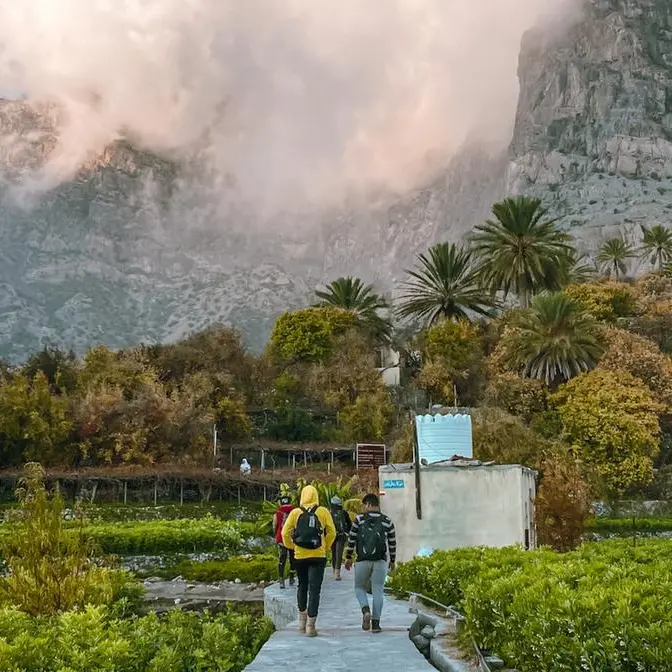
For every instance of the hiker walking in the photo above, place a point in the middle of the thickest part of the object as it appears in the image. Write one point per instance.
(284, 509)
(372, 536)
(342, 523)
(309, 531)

________

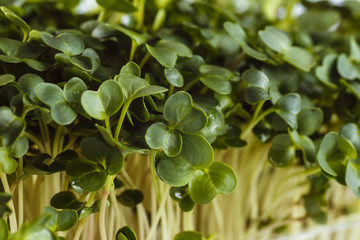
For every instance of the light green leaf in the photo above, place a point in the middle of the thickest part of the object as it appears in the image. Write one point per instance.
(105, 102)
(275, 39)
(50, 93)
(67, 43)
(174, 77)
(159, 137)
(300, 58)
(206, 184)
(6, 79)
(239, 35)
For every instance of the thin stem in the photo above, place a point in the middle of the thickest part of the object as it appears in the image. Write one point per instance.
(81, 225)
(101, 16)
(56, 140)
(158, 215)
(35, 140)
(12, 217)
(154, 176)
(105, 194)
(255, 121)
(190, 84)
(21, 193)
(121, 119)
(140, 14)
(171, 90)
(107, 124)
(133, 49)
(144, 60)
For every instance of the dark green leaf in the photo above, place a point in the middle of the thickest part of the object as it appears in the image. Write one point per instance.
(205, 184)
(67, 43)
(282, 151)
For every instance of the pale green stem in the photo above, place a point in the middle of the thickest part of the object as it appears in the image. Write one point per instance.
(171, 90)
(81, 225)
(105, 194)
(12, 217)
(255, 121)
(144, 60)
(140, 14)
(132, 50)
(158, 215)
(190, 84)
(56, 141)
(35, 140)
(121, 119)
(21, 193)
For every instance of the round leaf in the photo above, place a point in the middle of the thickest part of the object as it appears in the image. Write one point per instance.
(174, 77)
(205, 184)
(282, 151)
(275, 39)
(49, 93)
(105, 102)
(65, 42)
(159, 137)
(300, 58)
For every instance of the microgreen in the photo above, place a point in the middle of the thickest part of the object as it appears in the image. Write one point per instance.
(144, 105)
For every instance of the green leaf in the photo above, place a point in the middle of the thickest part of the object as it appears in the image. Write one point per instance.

________

■ Task objective
Recast the lines of the entries above as a Markdown table, starting with the line containing "For every instance of the pale" and ending with the line containing "For every instance of the green", both included. Use the columns No. and Entry Line, give each line a row number, and leave out blank lines.

■ Full response
| No. | Entry Line |
|---|---|
| 1 | For every instance of the pale green stem in the photo above, place a point in the middle of the thickest part of the object as it appears in the image. Write one point per instance. |
| 2 | (171, 90) |
| 3 | (81, 225) |
| 4 | (105, 194) |
| 5 | (12, 217) |
| 6 | (255, 121) |
| 7 | (144, 60) |
| 8 | (140, 14) |
| 9 | (132, 50) |
| 10 | (158, 215) |
| 11 | (190, 84) |
| 12 | (56, 141) |
| 13 | (35, 140) |
| 14 | (121, 119) |
| 15 | (21, 193) |
| 16 | For every instance of the round leaf in the photo above, place a point in the middle of the thickest part of the object as it appears in the image. Write one point per instance. |
| 17 | (174, 77) |
| 18 | (205, 184) |
| 19 | (282, 151) |
| 20 | (275, 39) |
| 21 | (49, 93) |
| 22 | (105, 102) |
| 23 | (65, 42) |
| 24 | (159, 137) |
| 25 | (300, 58) |
| 26 | For every instance of the microgreen in the photo above, place a point in the middle of the thickest part of the object as it appears in the image. Write one point per instance. |
| 27 | (144, 105) |
| 28 | For every instance of the green leaf in the photo above, place a point in the middle of the thickest part of the object as it appears in the image. Write one point per instance. |